Tasks and exercises:
1. Return the spinal anesthesia passage from "In view of the" to "hyperbaric bupivacaine alone.", copied word for word.
2. Resume the spinal anesthesia passage where it stops, writing what follows its final sentence.

Spinal anesthesia has been commonly used for lower limb surgeries because of its simplicity, speed of onset, reliability, and minimal exposure to depressant drugs. The aim of good postoperative analgesia is to produce a long-lasting continuous effective analgesia with minimal side effects. Adding an intrathecal adjuvant to local anesthetics forms a reliable method to prolong the duration of anesthesia.[1910]

In our study, we compared the efficacy of dexmedetomidine and nalbuphine when used as adjuvants with bupivacaine versus bupivacaine alone for SAB.

A randomized controlled study by Hala et al.[11] concluded that intrathecal dexmedetomidine in doses of 10 and 15 μg significantly prolongs the anesthetic effects of spinal hyperbaric bupivacaine in a dose-dependent manner.

Mukherjee et al.[5] studied the duration of analgesia with different dosages of intrathecal nalbuphine (0.2, 0.4, and 0.8 mg) to find out the optimum dose of intrathecal nalbuphine, which could prolong the postoperative analgesia without increasing the side effects.

In view of the above-mentioned studies, we added 10 μg of dexmedetomidine and 1.5 mg of nalbuphine to 2.7 mL of 0.5% hyperbaric bupivacaine individually for SAB and compared with the control group receiving 0.5% hyperbaric bupivacaine alone.

The main objectives of our study were to compare these drugs for time for onset of blockade at T10, highest sensory blockade uptoT6, complete motor blockade when the patient is unable to move hip, knee, and ankle (Bromage 3), hemodynamic parameters intraoperatively, duration of postoperative analgesia, time for complete sensory and motor regression, and side effect.

At various doses of Dexmedetomidine, onset of sensory block was rapid with 10 μg dose, as shown in the study by Shukla D et al. (2011).[2] In a similar study conducted by Kathuria S et al. (2015)[3] in Punjab, the mean onset of sensory blockade was 9.75 ± 4.23 minutes in Dexmedetomidine group. In the studies by Al-Ghanem SM et al. (2009)[8] mean onset of sensory block in Dexmedetomidine group by using 10 μg was 4.7 ± 2 mins, mean Duration of analgesia was 338.9 ± 44.8 mins and mean duration of motor blockade was 302.9 ± 36.7 min.

Mohan et al.[12] compared 1.4 and 0.8 mg of nalbuphine as adjuvants added to 17.5 mg of 0.5% hyperbaric bupivacaine for SAB and observed that they provided faster onset of sensory and motor blockade of 1.56 and 1.48 min, respectively. The total duration of sensory and motor blocks was 194.66 and 228.83 min, respectively,[12] which was similar to our study. In our study, the onset of sensory blockade was 2.10 min that lasted up to 328.50 min with 1.5 mg of nalbuphine [Figures 2 and 3]. This suggested that nalbuphine as an adjuvant to bupivacaine provided better anesthesia and analgesia than bupivacaine alone.

Dataset:
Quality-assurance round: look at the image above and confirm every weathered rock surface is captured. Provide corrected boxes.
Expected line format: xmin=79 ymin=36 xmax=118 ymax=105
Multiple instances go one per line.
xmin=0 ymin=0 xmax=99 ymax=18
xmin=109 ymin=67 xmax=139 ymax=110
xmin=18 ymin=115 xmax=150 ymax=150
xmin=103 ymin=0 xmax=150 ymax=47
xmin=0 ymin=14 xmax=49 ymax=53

Results for each task:
1.
In view of the above-mentioned studies, we added 10 μg of dexmedetomidine and 1.5 mg of nalbuphine to 2.7 mL of 0.5% hyperbaric bupivacaine individually for SAB and compared with the control group receiving 0.5% hyperbaric bupivacaine alone.

2.
Basunia et al.,[13] in their study, observed that 1.2 mg is the optimum intrathecal dose of nalbuphine as an adjuvant to 15 mg of 0.5% hyperbaric bupivacaine to prolong postoperative analgesia of 482.6 min in the lower abdominal and lower limb surgeries. It has also been documented that nalbuphine exhibits an analgesic ceiling effect at a 1.2 mg dosage, above which it will not increase analgesia efficacy. Our study also yielded similar results at 1.5 mg dosage intrathecally.

Das A et al. (2015)[14] compared 5 μg and 10 μg of Dexmedetomidine, intrathecally as an adjuvant to 15 mg Bupivacaine and concluded that dose dependent intrathecal Dexmedetomidine increases the sensory, motor block duration and time to first analgesic use and decreases analgesic consumption in a dose-dependent manner. Das A et al. (2015)[14] concluded that dose dependent intrathecal Dexmedetomidine increases the motor block duration.

Halder et al.[15] concluded that the addition of 10 μg in comparison to 5 μg dexmedetomidine to 0.5% hyperbaric bupivacaine more efficiently hastens the onset and prolongs the duration of sensory and motor blockade and reduces the requirement of rescue analgesia in postoperative period which provided postoperative analgesia for 241.80 min with 10 μg and 227.0 min with 5 μg of dexmedetomidine. We used 10 μg of intrathecal dexmedetomidine as an adjuvant to bupivacaine. This provided faster onset of sensory block (1.85 min), quality anesthesia, and excellent postoperative analgesia of 417 min.

Dubey R et al. (2014)[16] conducted a randomized study and concluded that Nalbuphine provides better quality of block as compared to Bupivacaine alone. It also prolongs postoperative analgesia when used as adjuvant to spinal bupivacaine in elderly patients (P < 0.001).

When we compared 1.5 mg nalbuphine (Group A), 10 μg dexmedetomidine (Group B) as adjuvants along with 2.7 mL of 0.5% hyperbaric bupivacaine, we observed faster onset of the sensory block that is 2.10 and 1.85 min, respectively, compared to control group (Group C) that was 2.30 min [Figure 1].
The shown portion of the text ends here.